:: Short problem 1 ::
According to the Nets-Hawks playoff preview, which consecutive playoff berth did the 2015 season bring to Brooklyn?
:: Short problem 2 ::
Please carry the Nets-Hawks playoff preview forward from its last sentence.

Nets-Hawks Playoff Preview

After the dust settled, a wild Nets season brought a third consecutive playoff berth to Brooklyn.  Brooklyn was written off numerous times, dismissed as a team that was lottery bound (without the accompanying pick).  Then Brooklyn was counted in, as a team going to the postseason.  Then they were counted out again.

Do some east teams that missed the playoffs have a brighter future outlook? Of course.  Are the other playoff teams either clearly better than Brooklyn right now, or expected to grow more in the future? Of course.

But the bottom line is that the Nets are in today’s playoffs, and the team (and its fans) should savor the moment.  There are no guarantees or promises in the NBA: sometimes the best laid plans go to waste (before Billy King purged the Nets’ asset pool, he built it: the Nets once were that bad team with a ton of flexibility).  Heat-Pacers, Heat-Bulls, and Heat-Thunder were projected as late playoff matchup fixtures in recent years: three are in the lottery and a fourth has been derailed (Chicago is good, not great: great was expected after 2010-2011) due to injuries, and dissension within the organization.

You never know what the future holds in the NBA, regardless of how smart a team is or how much it has planned.  So, while team building matters (I constantly Tweet about it and write about it on this site), you also have to enjoy the present.

Nets fans: enjoy the present.  Savor this 2015 playoff run.  Maybe Brooklyn gets Kevin Durant in 2016 and he forms a team of super friends in Barclays.  Maybe Brooklyn misses out on all notable free agents, Brook Lopez walks, and the Nets are a 60 loss team in two years.  There is no way to know what will happen in the future, and when the offseason comes, there will be plenty of time to evaluate Brooklyn’s.

:: Provided information ::
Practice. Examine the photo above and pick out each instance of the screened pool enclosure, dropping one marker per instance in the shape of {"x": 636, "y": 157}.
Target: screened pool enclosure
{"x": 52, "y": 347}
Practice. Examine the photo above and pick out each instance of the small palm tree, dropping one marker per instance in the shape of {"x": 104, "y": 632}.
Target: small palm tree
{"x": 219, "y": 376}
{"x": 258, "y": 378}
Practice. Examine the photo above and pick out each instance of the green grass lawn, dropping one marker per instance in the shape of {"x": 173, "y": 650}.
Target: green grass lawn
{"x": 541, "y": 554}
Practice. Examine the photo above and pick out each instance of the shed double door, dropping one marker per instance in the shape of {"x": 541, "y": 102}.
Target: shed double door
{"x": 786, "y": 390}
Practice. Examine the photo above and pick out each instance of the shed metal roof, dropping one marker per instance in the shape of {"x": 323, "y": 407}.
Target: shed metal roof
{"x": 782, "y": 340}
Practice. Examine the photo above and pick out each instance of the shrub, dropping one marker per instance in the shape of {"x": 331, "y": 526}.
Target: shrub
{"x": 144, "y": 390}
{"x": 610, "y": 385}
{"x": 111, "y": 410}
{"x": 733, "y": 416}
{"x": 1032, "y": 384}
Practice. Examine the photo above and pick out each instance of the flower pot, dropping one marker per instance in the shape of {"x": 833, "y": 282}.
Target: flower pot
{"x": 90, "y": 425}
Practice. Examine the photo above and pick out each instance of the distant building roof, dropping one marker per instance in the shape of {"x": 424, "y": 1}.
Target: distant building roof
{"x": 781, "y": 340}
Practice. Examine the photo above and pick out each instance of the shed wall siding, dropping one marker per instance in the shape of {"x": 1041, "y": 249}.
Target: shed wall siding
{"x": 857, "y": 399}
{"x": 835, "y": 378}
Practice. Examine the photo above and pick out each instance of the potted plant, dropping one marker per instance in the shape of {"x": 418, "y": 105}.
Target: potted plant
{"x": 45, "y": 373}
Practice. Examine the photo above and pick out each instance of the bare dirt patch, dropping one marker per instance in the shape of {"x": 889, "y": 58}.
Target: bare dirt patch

:: Final answer 1 ::
A third consecutive playoff berth.

:: Final answer 2 ::
For now, however, this is about enjoying the playoffs.  And talking Hawks-Nets.


Can the Nets beat the Hawks? I will say yes, only because anything can happen in sports.  Tracy McGrady scored 13 points in 35 seconds.  CJ Watson didn’t lay it in.  Reggie Miller scored 8 points in 9 seconds.  The Seahawks were on the 1 yard line with a monstrous running back and lost the Super Bowl.   So yes, the Nets can beat the Hawks  You can also win the lottery multiple times over and earn enough cash to buy the Nets from Mikhail Prokhorov.

For whatever reason, many seem fixated on the idea that the NBA is about having one incredible superstar, and that rosters as a whole do not matter (2014 Spurs, 2011 Mavs, 2008 Celtics, 2004 Pistons, and numerous near champions like Nash’s Suns notwithstanding, somehow).  Not only is that false, but the game has changed to pronounce that falseness.

The new prototype NBA contender has multiple players who can dribble (to slice through defenses and maneuver them out of position), pass (so that the defense does not have time to recover), and shoot (so that when people are open due to the dribbling and passing, they can knock shots down.  The league has gone away from the days of “give it to player X and let player X do his thing.  The Spurs destroyed the 2014 playoffs, without the best player in any series it played.  Arguably, the Blazers, Thunder, and Heat teams they beat had the best two players in the series.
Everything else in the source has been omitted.